WHAT THIS TASK INVOLVES - In the listing below, please print the line that contains "the white cooler" and every line that follows it, exactly.

════════════════

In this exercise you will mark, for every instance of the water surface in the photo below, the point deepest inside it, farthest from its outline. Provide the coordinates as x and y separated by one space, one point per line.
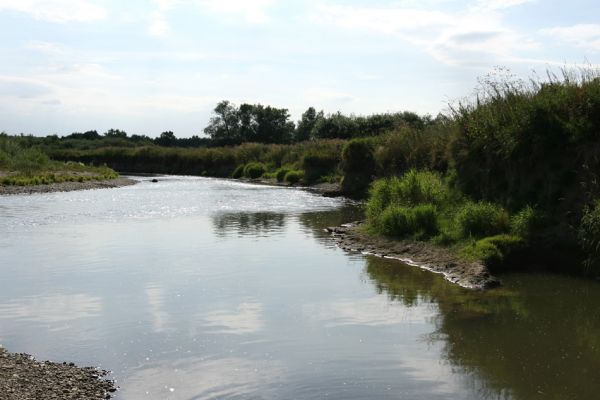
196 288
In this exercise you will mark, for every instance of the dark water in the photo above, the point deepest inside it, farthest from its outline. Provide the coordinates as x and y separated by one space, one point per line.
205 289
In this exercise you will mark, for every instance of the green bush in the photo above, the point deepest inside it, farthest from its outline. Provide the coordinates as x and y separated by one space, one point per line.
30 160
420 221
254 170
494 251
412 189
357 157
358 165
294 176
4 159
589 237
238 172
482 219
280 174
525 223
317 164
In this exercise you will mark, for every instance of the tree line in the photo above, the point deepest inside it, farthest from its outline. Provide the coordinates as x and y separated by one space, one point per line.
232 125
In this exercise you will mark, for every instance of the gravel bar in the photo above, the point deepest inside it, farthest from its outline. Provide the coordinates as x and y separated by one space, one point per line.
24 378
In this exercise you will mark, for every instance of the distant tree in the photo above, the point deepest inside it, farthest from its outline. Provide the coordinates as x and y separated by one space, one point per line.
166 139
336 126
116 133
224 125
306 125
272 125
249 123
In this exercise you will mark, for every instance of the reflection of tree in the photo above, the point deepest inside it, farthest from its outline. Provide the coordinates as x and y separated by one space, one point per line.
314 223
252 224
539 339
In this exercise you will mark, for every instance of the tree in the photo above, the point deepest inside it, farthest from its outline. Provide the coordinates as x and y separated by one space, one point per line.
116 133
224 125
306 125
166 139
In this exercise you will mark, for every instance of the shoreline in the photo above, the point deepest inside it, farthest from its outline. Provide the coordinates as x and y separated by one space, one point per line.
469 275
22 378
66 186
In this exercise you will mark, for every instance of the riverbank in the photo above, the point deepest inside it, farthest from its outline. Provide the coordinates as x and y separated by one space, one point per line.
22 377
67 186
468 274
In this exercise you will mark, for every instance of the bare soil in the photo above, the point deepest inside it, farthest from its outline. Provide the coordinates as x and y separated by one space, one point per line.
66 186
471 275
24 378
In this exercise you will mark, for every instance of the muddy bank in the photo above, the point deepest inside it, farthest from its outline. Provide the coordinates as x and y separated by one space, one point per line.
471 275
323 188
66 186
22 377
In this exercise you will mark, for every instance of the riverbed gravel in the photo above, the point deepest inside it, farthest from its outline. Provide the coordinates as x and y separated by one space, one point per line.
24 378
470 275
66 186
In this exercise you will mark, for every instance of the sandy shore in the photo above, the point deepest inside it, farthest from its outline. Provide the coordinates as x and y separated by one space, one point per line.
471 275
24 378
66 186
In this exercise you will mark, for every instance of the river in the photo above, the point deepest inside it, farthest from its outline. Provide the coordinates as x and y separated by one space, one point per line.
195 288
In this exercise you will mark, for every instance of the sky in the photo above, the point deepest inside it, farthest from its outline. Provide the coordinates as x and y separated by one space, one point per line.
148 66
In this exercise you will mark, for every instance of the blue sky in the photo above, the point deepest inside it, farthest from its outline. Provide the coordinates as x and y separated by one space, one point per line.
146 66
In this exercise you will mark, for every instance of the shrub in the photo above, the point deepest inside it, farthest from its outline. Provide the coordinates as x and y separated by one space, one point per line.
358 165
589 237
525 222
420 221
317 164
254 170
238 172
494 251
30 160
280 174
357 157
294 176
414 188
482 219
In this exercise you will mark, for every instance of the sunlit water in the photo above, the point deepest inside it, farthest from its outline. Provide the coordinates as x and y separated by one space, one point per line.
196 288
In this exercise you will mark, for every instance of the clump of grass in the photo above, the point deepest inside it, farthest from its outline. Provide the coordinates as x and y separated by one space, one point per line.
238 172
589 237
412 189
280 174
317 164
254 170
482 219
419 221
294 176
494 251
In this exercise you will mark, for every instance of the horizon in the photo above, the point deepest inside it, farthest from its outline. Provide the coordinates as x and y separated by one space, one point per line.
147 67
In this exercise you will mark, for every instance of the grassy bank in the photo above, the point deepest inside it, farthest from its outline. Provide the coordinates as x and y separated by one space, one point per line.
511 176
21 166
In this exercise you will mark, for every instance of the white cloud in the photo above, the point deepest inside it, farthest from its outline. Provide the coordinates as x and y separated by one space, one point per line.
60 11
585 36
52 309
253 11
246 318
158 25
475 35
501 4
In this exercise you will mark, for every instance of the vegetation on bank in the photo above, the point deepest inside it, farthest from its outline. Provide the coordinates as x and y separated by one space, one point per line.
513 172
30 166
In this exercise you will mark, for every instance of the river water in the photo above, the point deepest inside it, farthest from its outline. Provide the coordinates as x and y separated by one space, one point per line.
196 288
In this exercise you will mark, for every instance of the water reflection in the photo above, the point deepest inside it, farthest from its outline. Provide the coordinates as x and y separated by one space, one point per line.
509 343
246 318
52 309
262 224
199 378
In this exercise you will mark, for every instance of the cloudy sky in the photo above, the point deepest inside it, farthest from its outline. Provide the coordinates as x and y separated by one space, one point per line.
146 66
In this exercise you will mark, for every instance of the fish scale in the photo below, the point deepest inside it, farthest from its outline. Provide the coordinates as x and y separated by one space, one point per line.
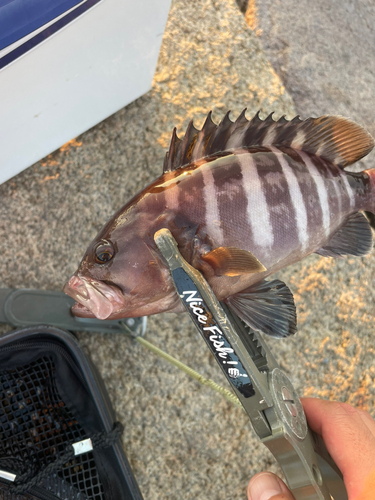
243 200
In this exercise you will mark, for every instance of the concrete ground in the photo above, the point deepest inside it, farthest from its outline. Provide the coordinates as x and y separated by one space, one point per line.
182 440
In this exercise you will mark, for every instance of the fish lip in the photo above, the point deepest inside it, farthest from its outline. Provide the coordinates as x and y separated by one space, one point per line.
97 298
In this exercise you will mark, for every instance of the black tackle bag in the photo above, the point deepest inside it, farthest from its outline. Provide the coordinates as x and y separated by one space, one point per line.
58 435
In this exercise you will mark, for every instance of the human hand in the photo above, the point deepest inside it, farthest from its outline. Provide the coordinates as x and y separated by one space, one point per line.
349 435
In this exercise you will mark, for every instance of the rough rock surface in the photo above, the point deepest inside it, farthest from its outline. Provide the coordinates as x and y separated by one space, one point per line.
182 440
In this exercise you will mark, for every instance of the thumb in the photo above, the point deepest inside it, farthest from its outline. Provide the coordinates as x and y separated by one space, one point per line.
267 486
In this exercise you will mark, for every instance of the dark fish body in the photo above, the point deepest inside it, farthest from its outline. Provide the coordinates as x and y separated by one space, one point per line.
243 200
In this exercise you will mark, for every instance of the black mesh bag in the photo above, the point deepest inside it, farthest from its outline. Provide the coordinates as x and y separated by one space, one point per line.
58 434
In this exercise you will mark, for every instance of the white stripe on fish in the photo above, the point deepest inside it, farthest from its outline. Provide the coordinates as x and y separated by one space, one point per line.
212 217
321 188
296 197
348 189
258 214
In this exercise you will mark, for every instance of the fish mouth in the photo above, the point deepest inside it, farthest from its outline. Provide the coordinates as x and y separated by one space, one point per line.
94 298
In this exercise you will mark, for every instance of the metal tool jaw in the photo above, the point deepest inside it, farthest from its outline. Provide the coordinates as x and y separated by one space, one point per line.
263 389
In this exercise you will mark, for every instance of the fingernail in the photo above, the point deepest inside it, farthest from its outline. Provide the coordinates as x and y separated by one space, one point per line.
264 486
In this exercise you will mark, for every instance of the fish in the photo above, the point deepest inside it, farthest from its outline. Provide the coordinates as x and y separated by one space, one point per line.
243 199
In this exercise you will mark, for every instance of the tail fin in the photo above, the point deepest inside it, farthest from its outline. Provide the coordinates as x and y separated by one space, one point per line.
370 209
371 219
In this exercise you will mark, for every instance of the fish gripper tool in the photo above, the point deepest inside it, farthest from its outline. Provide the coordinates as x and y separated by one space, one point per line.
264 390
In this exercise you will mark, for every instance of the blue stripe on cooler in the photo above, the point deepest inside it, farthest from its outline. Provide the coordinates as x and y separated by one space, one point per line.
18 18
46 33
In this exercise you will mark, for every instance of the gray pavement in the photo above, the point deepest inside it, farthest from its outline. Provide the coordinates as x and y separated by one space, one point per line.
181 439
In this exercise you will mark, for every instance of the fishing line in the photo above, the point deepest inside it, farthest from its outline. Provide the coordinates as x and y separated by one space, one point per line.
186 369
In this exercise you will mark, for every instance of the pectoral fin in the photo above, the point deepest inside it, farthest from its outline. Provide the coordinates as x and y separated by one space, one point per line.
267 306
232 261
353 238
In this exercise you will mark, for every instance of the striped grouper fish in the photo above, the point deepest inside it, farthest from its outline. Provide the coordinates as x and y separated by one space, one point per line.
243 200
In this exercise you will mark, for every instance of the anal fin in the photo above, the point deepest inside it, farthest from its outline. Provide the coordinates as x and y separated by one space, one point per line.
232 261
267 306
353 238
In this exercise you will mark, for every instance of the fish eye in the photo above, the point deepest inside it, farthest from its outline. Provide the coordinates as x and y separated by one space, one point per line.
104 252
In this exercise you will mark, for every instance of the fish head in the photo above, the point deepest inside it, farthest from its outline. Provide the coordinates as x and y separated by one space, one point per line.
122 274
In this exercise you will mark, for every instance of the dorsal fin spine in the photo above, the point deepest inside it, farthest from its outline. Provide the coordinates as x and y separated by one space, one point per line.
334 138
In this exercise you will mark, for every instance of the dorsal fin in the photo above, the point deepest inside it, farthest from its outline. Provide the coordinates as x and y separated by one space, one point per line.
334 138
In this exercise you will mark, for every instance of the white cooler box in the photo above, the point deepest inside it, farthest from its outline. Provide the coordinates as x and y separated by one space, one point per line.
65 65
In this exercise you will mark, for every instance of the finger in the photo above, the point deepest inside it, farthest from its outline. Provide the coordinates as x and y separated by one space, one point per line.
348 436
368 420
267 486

════════════════

SOLUTION BELOW -
In this exercise you will mark, for every instance of the white cooler box in the photo above, the point deepest inside it, farthest from its outline. Provide the coordinates as x and y separated by one space, one point per line.
65 65
In this exercise you will mark, for every instance of the finger in the photo above, the point deepest inside it, farthest from its outline. Provide the coordinates as x and y separated by one space, one point per line.
348 436
368 420
267 486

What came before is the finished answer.